■ INSTRUCTION A: Which rows contain the string "bare"? Copy each such row in full.

Start of SOURCE EXCERPT

We used to build houses without giving much thought to heat flow through the walls, ceilings, and floors. The main thing was to provide some resistance against wind and rain, and then we’d get a fire going to try to make the indoor temperatures bearable.

If you’ve ever lived in an old, uninsulated house, you know that method didn’t work that well so later we started putting insulation into the cavities in building assemblies. Homes with insulated cavities are much more comfortable, but how exactly does heat flow through building assemblies? Turns out there are two ways.

### Layers in series

One way heat flows is layer by layer through a building assembly made of multiple materials stacked together. The diagram below shows two layers separating the hot side from the cool side^{1}.

This method of heat flow is pretty simple. All the heat has to flow through each layer. Starting from the hot side (because of the Second Law of Thermodynamics), the heat flows through the pink layer^{2}, then the grey layer. With the caveat about one-dimensional heat flow below, the same amount of heat flows through any section of the assembly.

OK, here’s the caveat. It’s not really as simple as I’m making it out to be. It never is really, but we always have to start with the simplified cases and add complexity. In reality, heat flows in three dimensions, and we have to consider what happens at the boundaries. For this analysis, though, we’re considering heat flow in only one dimension. That means a red arrow represents the same amount of heat flow no matter where it enters the assembly.

If all our assemblies were like this, we’d have an easy time with the math for R-values: you just add them all together.

End of SOURCE EXCERPT
Start of INPUT DATA

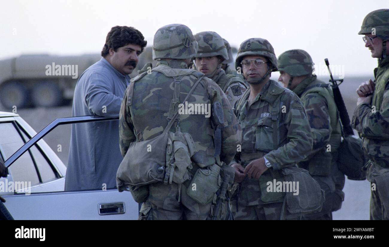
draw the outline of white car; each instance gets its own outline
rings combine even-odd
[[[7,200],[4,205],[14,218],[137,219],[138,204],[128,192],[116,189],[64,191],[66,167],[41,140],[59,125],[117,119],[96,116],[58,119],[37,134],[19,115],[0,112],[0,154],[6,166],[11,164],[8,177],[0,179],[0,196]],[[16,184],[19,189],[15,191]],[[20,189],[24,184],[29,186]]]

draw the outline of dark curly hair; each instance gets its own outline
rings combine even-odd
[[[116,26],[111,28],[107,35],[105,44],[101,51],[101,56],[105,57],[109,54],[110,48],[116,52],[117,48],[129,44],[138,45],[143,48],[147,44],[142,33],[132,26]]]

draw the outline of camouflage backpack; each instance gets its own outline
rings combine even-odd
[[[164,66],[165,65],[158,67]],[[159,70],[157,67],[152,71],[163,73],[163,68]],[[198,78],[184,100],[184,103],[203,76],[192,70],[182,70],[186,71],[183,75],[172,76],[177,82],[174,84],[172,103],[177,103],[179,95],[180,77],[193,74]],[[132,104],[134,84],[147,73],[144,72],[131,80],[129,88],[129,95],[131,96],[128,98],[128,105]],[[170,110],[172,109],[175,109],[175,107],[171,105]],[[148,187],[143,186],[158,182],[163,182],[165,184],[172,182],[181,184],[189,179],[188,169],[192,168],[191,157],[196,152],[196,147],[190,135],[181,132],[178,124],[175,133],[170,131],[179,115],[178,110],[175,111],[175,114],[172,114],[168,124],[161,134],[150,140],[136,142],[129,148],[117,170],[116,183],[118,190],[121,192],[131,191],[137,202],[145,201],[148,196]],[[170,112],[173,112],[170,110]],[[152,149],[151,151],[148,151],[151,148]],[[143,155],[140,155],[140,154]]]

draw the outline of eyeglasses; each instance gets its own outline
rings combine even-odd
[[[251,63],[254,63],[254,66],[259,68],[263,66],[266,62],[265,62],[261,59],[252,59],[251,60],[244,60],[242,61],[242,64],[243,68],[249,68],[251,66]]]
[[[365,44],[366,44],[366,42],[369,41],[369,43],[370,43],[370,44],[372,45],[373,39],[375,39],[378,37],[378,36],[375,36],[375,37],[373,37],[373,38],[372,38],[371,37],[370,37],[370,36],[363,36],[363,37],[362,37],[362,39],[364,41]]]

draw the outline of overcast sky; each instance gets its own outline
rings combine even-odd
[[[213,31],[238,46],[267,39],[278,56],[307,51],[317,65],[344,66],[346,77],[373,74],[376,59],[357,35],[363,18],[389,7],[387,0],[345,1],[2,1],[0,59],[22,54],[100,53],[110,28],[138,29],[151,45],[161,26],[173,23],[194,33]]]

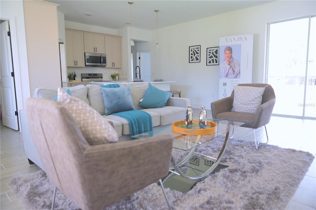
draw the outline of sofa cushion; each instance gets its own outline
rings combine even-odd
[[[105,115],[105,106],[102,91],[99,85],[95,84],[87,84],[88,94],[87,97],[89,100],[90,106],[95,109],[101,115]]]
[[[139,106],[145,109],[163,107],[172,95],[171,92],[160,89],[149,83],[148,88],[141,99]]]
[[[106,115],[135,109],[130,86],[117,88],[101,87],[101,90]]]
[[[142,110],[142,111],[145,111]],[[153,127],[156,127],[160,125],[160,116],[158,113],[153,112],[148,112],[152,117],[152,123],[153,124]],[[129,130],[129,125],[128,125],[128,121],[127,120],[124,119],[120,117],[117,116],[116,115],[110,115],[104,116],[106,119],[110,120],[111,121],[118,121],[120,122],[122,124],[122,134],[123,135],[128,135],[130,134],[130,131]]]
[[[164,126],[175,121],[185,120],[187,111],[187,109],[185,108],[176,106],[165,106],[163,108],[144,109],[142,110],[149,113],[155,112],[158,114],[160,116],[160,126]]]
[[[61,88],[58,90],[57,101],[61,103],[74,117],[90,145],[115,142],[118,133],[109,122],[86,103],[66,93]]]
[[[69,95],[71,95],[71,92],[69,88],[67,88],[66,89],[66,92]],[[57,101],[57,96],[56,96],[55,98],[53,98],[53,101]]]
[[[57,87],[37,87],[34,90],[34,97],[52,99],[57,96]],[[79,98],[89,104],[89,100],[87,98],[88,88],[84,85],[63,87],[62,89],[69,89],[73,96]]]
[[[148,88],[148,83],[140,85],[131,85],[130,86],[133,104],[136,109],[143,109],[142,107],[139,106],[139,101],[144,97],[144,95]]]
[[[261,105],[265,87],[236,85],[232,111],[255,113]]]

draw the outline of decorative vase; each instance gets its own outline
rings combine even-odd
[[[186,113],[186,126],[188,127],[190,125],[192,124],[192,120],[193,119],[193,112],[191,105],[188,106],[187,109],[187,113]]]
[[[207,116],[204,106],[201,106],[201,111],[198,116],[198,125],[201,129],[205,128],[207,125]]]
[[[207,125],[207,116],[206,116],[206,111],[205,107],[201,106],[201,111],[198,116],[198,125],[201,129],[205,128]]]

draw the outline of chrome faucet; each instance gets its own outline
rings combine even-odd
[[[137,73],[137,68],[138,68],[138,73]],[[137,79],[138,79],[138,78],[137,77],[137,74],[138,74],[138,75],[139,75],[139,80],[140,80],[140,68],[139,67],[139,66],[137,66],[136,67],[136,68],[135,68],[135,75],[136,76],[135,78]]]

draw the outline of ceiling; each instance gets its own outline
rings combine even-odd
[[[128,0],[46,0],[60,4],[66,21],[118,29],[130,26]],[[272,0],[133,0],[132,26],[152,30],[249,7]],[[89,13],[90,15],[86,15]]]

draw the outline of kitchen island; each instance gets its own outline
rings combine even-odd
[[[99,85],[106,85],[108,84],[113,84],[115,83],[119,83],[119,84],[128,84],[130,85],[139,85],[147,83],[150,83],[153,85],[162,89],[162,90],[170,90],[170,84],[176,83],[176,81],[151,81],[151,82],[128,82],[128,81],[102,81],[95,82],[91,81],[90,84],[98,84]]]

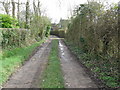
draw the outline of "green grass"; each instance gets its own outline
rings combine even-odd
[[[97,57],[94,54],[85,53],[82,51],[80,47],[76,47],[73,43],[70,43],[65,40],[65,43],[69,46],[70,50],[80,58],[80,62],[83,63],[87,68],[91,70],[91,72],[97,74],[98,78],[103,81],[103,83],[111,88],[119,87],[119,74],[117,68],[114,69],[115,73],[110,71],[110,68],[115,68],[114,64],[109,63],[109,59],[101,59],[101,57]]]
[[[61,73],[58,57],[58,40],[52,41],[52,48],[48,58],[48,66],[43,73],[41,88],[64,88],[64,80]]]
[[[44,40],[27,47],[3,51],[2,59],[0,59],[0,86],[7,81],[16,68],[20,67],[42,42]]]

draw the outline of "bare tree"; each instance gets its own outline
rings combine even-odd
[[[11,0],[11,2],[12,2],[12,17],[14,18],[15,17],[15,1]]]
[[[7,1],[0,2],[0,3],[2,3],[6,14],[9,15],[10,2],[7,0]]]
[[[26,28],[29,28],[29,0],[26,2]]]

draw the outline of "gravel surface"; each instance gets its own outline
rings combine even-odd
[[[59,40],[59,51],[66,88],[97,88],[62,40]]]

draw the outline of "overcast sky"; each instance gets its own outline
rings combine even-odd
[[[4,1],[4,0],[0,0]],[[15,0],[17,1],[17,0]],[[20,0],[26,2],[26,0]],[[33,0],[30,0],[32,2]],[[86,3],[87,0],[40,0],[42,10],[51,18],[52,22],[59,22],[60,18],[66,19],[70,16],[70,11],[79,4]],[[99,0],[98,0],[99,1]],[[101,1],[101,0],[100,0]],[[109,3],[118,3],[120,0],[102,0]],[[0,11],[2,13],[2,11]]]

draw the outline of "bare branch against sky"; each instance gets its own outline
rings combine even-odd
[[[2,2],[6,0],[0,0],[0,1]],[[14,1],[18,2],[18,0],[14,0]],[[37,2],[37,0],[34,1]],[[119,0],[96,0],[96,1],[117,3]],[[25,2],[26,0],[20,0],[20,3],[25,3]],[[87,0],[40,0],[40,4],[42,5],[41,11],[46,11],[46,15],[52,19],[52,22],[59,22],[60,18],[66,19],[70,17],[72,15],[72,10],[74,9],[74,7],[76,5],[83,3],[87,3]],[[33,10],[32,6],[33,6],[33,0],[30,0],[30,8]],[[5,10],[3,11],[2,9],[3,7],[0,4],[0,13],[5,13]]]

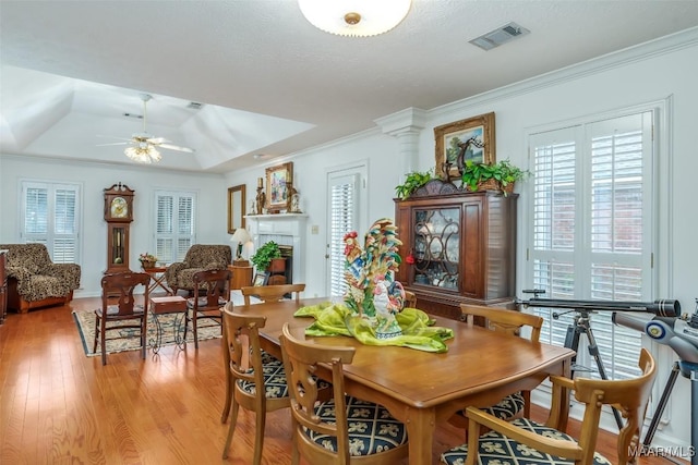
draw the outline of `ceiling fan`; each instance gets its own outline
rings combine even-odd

End of INPUT DATA

■ INSTRUCTION B:
Answer these questions about the passage on heat flow:
(i) Before insulation, what did people do to make indoor temperatures bearable?
(ii) In the two-layer diagram, through which layer does heat flow after the pink layer?
(iii) For layers in series, how are the R-values combined?

■ EXERCISE SOLUTION A:
draw the outline of "bare tree"; each instance gets its own outline
draw the outline of "bare branch against sky"; each instance gets its own outline

■ EXERCISE SOLUTION B:
(i) They got a fire going.
(ii) The grey layer.
(iii) They are all added together.